## Begin

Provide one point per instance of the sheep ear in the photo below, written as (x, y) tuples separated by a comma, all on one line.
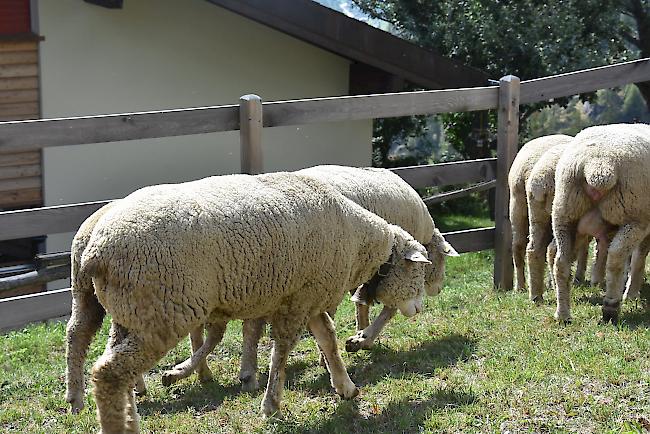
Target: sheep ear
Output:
[(415, 256), (361, 296), (448, 250)]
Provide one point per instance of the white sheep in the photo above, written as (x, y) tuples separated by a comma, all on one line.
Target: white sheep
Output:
[(167, 259), (390, 197), (540, 190), (519, 173), (608, 168)]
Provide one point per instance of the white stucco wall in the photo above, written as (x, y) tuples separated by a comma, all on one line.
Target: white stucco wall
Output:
[(161, 54)]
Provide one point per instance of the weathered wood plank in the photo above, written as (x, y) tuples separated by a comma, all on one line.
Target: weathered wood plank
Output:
[(463, 192), (18, 45), (20, 158), (471, 240), (18, 83), (21, 70), (48, 220), (507, 145), (20, 171), (20, 183), (587, 80), (18, 57), (11, 96), (347, 108), (42, 275), (17, 198), (18, 311), (250, 134), (19, 109), (27, 135), (458, 172)]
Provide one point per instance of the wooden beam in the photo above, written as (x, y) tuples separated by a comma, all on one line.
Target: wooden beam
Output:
[(20, 136), (586, 80), (250, 134), (463, 192), (49, 220), (471, 240), (507, 145), (15, 312), (459, 172), (336, 109)]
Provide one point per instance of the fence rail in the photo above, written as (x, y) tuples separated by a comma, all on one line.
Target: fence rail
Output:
[(29, 135)]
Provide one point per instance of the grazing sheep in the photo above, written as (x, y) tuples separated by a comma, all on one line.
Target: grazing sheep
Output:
[(519, 173), (540, 190), (170, 258), (390, 197), (608, 168)]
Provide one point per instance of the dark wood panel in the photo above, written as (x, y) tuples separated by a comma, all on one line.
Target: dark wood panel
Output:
[(49, 220), (15, 312), (471, 240)]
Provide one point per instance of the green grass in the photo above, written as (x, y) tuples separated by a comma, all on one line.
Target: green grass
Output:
[(474, 361)]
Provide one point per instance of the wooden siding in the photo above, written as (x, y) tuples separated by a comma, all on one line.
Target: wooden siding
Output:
[(20, 172)]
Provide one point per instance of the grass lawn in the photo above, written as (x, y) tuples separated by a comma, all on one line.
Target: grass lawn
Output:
[(474, 361)]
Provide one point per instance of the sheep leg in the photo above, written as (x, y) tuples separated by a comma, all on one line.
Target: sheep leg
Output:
[(637, 270), (86, 319), (252, 330), (196, 340), (366, 337), (519, 221), (620, 250), (285, 332), (362, 312), (322, 328), (598, 269), (551, 251), (185, 369), (564, 241), (114, 375), (540, 237), (582, 254)]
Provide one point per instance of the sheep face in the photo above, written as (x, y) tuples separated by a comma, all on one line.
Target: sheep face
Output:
[(402, 287), (438, 249)]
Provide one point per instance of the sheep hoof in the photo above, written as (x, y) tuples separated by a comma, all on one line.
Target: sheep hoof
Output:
[(611, 311), (348, 392), (169, 377), (76, 403), (248, 383), (357, 342)]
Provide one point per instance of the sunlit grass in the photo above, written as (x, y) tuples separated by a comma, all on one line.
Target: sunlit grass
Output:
[(475, 361)]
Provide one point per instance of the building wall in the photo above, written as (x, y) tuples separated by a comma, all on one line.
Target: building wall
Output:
[(162, 54)]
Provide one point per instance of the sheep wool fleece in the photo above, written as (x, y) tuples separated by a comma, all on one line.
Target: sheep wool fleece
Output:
[(607, 167), (169, 258)]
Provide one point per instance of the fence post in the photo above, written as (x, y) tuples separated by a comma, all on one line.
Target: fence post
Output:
[(250, 134), (507, 145)]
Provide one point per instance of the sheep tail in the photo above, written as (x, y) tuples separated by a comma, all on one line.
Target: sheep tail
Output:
[(600, 174)]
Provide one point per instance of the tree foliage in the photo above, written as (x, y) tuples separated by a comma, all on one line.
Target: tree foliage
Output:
[(527, 38)]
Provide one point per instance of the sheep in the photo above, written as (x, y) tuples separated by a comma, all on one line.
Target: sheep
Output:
[(387, 195), (378, 190), (540, 190), (390, 197), (167, 259), (608, 168), (519, 173)]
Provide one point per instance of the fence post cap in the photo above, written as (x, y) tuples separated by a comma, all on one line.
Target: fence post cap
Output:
[(250, 97)]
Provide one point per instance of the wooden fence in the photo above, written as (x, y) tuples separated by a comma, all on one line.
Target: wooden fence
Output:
[(251, 116)]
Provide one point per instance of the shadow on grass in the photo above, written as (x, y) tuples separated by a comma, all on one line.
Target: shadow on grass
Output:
[(401, 416), (203, 397), (386, 362)]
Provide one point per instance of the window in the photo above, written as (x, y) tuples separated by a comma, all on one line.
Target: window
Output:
[(14, 17)]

## End

■ **Short task**
Render all of the data above as a two-column CSV with the header input,output, giving one row to each input paired with the output that follows it. Enclose every field in double quotes, replace line breaks with spaces, and omit the pictures.

■ **Exercise output**
input,output
"Provide one point per instance of the sheep ear in the photo below, written as (x, y) tuples separated by a comma, all on one line. Target: sheep ear Output:","[(415, 256), (361, 296), (448, 250)]"
"Provide one point per instance of the white sheep in the photo above, written as (x, y) tuples separated by a comma, all on one line. Target: white sheep Output:","[(167, 259), (390, 197), (540, 190), (519, 173), (608, 168)]"
"Provide one point per instance of the white stucco wall in the photo above, written as (x, y) tuples separated by a comma, all on one line. Target: white stucco wall Output:","[(161, 54)]"
"Provide one point per instance of the weathered wood plank in the photo above, written as (x, y) tuples separated by a comma, all on one line. Target: weathered wood plank Output:","[(463, 192), (18, 45), (20, 158), (471, 240), (18, 83), (21, 70), (48, 220), (507, 145), (20, 171), (20, 183), (587, 80), (18, 57), (11, 96), (347, 108), (42, 275), (17, 198), (18, 311), (250, 134), (19, 109), (27, 135), (458, 172)]"
"Provide one point per instance of the wooden beam in the photo above, written as (x, y) tuples separated by a comma, all on one line. Target: wooden beam Output:","[(20, 136), (586, 80), (250, 134), (463, 192), (49, 220), (471, 240), (507, 145), (15, 312), (459, 172), (336, 109)]"
"Provide one point per instance of the fence rail in the photo above, written as (x, y) tuples separated by a comma, all on one line. Target: fence rail Output:","[(29, 135)]"
"Provide one point per instance of the grazing sheep in the photo above, written as (x, y) tuples separated by a comma, all on one line. Target: grazing sheep Output:","[(519, 173), (540, 190), (170, 258), (390, 197), (608, 168)]"
"Provide one point per instance of the dark wood panel in the photo above, written as (x, y) tuples separated by a comma, all on one line. Target: dark wood panel Output:","[(49, 220), (15, 312), (471, 240)]"
"Provide one point per instance of the green grass in the photo above, written as (x, y) tuples separated by a comma, all on one line. Target: green grass Output:","[(474, 361)]"
"Provide one point per instance of the wooden siding in the photo above, written as (x, y) tuples separated by a comma, all on one line. Target: wooden siding Output:","[(20, 172)]"
"Provide one point per instance of the grass lawn in the photo above, written as (x, y) tuples separated by a comma, all on one line. Target: grass lawn Output:","[(474, 361)]"
"Provide one point per instance of the sheep leg in the photo above, written as (x, y) tuples separated by a comma, all on one line. Target: sheep leg Output:","[(637, 270), (86, 319), (252, 330), (196, 340), (366, 337), (519, 221), (620, 250), (285, 332), (362, 312), (322, 328), (598, 269), (551, 251), (185, 369), (564, 241), (114, 375), (540, 237), (582, 254)]"
"Provide one point per instance of the sheep face in the photo above, written as (x, y) tuples separated by a comma, all on one line. Target: sheep face Output:","[(402, 287), (438, 249)]"
"Provide one point per instance of the sheep hoof in the photo above, written as (x, y) tuples separated by a comma, all on one line. Target: sheep hoof Output:","[(611, 311), (348, 392), (169, 377), (76, 403), (248, 383), (357, 342)]"
"Provide one point per instance of the sunlit grass in the photo above, written as (x, y) tuples separated by a comma, all on one line. Target: sunlit grass Output:","[(475, 361)]"
"Provide one point per instance of the building wall in the photo above, written as (x, y) tuples separated by a comma, all on one line. Target: building wall Output:","[(162, 54)]"
"Provide one point per instance of the sheep wool fleece in the photo above, written as (x, y) tuples separated by a comma, all on one line. Target: sheep wool fleece Output:","[(607, 167), (169, 258)]"
"Provide one point per instance of the fence post in the photo above, written as (x, y) tuples separated by a comma, all on one line. Target: fence post Output:","[(250, 134), (507, 145)]"
"Provide one point per instance of the sheep tail in the photo above, written as (x, y) tuples separated by a comma, all on one line. Target: sheep tail Output:","[(600, 174)]"
"Provide one point per instance of the tree foliage in the photo above, written as (x, y) tuples separated by a comma, all on one line. Target: tree foliage Output:","[(527, 38)]"
"Provide one point per instance of the sheep in the photo above, written as (x, y) tuples separated by a comma, all on one line. Target: sheep Output:","[(387, 195), (378, 190), (540, 190), (390, 197), (167, 259), (608, 168), (519, 173)]"
"Provide one point per instance of the fence post cap in the photo above, written as (x, y) tuples separated by a comma, all on one line. Target: fence post cap Output:","[(250, 97)]"
"Provide one point per instance of the wooden fence in the photo above, written as (x, y) tuples separated by a comma, all on one line. Target: wooden fence Output:","[(251, 116)]"
"Provide one point per instance of the shadow on grass in the photo above, written as (x, y) tuples separated by a comma, all on one line. Target: shadow on grass Output:","[(401, 416), (203, 397), (386, 362)]"
"Provide one point per instance of the window in the photo above, written as (x, y) tuples separated by a comma, all on one line. Target: window Output:","[(14, 17)]"